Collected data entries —
══════
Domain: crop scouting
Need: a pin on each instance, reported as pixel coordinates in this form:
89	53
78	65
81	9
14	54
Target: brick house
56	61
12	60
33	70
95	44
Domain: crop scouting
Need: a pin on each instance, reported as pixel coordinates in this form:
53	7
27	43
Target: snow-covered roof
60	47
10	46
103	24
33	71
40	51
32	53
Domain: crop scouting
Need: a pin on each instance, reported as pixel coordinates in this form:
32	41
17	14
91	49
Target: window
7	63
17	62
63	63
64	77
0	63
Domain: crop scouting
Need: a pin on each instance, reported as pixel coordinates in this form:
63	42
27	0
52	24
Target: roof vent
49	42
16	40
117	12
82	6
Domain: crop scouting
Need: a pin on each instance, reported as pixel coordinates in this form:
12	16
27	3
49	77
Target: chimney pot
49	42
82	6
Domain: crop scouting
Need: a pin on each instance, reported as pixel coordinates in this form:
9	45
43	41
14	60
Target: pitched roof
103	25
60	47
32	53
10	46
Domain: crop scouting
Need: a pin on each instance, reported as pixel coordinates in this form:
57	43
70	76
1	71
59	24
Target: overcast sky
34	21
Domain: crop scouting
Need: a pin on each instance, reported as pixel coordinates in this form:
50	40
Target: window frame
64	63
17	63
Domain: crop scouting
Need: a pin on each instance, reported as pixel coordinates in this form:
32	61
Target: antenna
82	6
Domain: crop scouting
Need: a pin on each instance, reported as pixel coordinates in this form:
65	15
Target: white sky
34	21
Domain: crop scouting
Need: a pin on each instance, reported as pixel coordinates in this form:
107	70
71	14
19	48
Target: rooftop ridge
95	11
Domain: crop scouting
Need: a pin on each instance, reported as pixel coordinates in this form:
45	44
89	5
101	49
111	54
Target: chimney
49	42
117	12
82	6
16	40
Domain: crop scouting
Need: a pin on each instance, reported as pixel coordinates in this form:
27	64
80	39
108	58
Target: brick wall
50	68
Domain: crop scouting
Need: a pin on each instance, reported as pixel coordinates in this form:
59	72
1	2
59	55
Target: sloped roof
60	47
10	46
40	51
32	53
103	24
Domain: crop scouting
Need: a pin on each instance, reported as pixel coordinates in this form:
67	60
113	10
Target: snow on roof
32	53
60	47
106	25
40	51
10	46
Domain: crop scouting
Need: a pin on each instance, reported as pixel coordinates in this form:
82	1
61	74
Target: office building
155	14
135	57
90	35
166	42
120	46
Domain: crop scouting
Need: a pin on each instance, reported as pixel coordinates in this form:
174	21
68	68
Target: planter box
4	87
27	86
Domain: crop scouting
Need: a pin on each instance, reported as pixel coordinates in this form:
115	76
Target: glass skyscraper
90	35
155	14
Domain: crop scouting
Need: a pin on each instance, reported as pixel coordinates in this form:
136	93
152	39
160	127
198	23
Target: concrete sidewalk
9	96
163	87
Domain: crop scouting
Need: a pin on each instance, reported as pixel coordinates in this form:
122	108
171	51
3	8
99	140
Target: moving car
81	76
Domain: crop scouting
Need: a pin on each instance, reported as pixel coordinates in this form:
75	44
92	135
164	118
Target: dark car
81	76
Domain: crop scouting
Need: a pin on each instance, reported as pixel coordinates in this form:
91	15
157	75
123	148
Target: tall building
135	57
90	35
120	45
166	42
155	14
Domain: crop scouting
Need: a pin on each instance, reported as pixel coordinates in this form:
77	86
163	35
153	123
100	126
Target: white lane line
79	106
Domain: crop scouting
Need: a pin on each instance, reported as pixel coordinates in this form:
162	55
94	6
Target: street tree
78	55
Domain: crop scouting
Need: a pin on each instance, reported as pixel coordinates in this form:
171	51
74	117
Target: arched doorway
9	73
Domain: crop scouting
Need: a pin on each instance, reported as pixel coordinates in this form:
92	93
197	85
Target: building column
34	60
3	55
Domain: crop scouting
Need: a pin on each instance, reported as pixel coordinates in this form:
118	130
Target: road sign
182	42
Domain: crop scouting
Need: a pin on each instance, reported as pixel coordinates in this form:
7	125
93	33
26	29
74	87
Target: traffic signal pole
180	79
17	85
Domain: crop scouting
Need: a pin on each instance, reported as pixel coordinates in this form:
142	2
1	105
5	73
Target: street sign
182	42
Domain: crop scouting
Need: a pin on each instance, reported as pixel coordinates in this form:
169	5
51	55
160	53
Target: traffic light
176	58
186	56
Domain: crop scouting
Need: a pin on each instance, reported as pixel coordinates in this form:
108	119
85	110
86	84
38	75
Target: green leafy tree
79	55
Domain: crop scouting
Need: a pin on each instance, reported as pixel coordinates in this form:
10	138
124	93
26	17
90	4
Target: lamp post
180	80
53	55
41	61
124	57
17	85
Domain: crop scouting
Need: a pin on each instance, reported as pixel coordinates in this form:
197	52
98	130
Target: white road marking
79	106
══════
Task details — Repeat the entries exactly, all of them.

Answer to the problem —
Domain: crop scouting
Need: a pin on each instance, reported as pixel coordinates in this form:
89	53
78	65
81	9
14	54
Target: brick house
56	61
12	60
33	70
95	44
Domain: crop scouting
Need: a pin on each instance, reported as pixel coordinates in this form:
53	7
27	43
Target: snow-covered roof
60	47
10	46
103	24
33	71
40	51
32	53
Domain: crop scouting
Need: a pin on each instance, reported as pixel coordinates in this form:
32	41
17	14
91	49
Target: window
7	63
17	62
63	63
64	77
0	63
Domain: crop scouting
Need: a pin on each instance, reported as pixel coordinates in this form:
63	42
27	0
52	24
Target: roof vent
49	42
16	40
117	12
82	6
Domain: crop scouting
Need: a pin on each instance, reported as pixel coordinates in this form:
12	16
27	3
49	77
Target: chimney pot
49	42
82	6
Domain: crop scouting
Need: a pin on each instance, reported as pixel coordinates in this form:
9	45
43	41
14	60
Target: pitched roof
103	25
60	47
32	53
10	46
Domain: crop scouting
Need: a pin on each instance, reported as pixel coordinates in this form:
57	43
70	76
1	71
59	24
Target: overcast sky
34	21
Domain: crop scouting
Need: a pin on each instance, reported as pixel coordinates in this form:
50	40
Target: window frame
64	63
17	63
Domain: crop scouting
Need: a pin on each instance, reported as pixel coordinates in this form:
32	61
Target: antenna
82	6
Domain: crop scouting
Need: a pin on each instance, reported as pixel coordinates in this form:
65	15
Target: white sky
34	21
Domain: crop scouting
Need: a pin on each instance, reported as pixel coordinates in this form:
107	70
71	14
19	48
Target: rooftop ridge
95	11
Domain: crop scouting
Need: a pin on each instance, reported as pixel coordinates in this form:
45	44
89	5
101	49
111	54
Target: chimney
49	42
117	12
82	6
16	40
Domain: crop scouting
Need: a pin on each instance, reported as pixel coordinates in this form:
27	64
80	39
108	58
Target: brick wall
50	68
Domain: crop scouting
Need: a pin on each instance, reported as pixel coordinates in this form:
59	72
1	2
59	55
Target: sloped roof
60	47
10	46
40	51
32	53
103	24
Domain: crop scouting
Need: a pin on each instance, reported as pixel coordinates in this form:
67	60
113	10
Target: snow on roof
32	53
60	47
106	25
40	51
10	46
Domain: crop scouting
Need: a pin on each instance, reported as pixel coordinates in this form:
82	1
61	74
Target: office building
155	14
135	57
90	35
166	42
120	46
Domain: crop scouting
Need: a pin on each instance, reported as pixel coordinates in this form:
174	21
68	68
Target: planter box
4	87
27	86
Domain: crop scouting
Need: a pin on each instance, reported as pixel coordinates in this form:
115	76
Target: glass skyscraper
90	35
155	14
Domain: crop scouting
Need: a pin on each instance, reported as pixel coordinates in this form:
136	93
152	39
160	127
198	23
Target: concrete sidewalk
9	96
163	87
Domain: crop scouting
Need: a pin on each instance, reported as pixel coordinates in this form:
122	108
171	51
3	8
99	140
Target: moving car
81	76
Domain: crop scouting
Need: a pin on each instance, reported as pixel coordinates in this form:
75	44
92	135
164	118
Target: dark car
81	76
Domain: crop scouting
Need: a pin on each instance, reported as pixel coordinates in this form:
91	15
157	75
123	148
Target: tall building
135	57
90	35
120	45
166	42
155	14
Domain: crop scouting
Need: a pin on each instance, reported as pixel coordinates in this form:
77	86
163	35
153	123
100	126
Target: white lane line
79	106
Domain: crop scouting
Need: a pin on each instance, reported as pixel coordinates in this form:
162	55
94	6
Target: street tree
78	55
Domain: crop scouting
Need: a pin on each instance, reported as pixel coordinates in this form:
171	51
74	117
Target: arched doorway
9	73
Domain: crop scouting
Need: a pin on each instance, reported as pixel coordinates in this form:
92	93
197	85
Target: building column
34	60
3	55
Domain: crop scouting
Need: a pin on each instance, reported as pixel coordinates in this form:
118	130
Target: road sign
182	42
Domain: crop scouting
Need: a pin on each instance, reported as pixel coordinates in this form:
7	125
93	33
26	29
74	87
Target: traffic signal pole
180	79
17	85
Domain: crop scouting
Need: a pin on each instance, reported as pixel coordinates in this form:
142	2
1	105
5	73
Target: street sign
182	42
Domain: crop scouting
Need: a pin on each instance, reported as pixel coordinates in this form:
169	5
51	55
160	53
Target: traffic light
176	58
186	56
Domain: crop scouting
Need: a pin on each instance, reported as pixel coordinates in this form:
108	119
85	110
86	84
38	75
Target: green leafy tree
79	55
Domain: crop scouting
Need: a pin on each instance, reported as pixel coordinates in this form:
10	138
124	93
26	17
90	4
Target: lamp post
180	80
53	55
41	61
124	57
17	85
Domain: crop scouting
Need: a pin on each instance, reported as pixel coordinates in this form:
197	52
98	130
Target: white road marking
79	106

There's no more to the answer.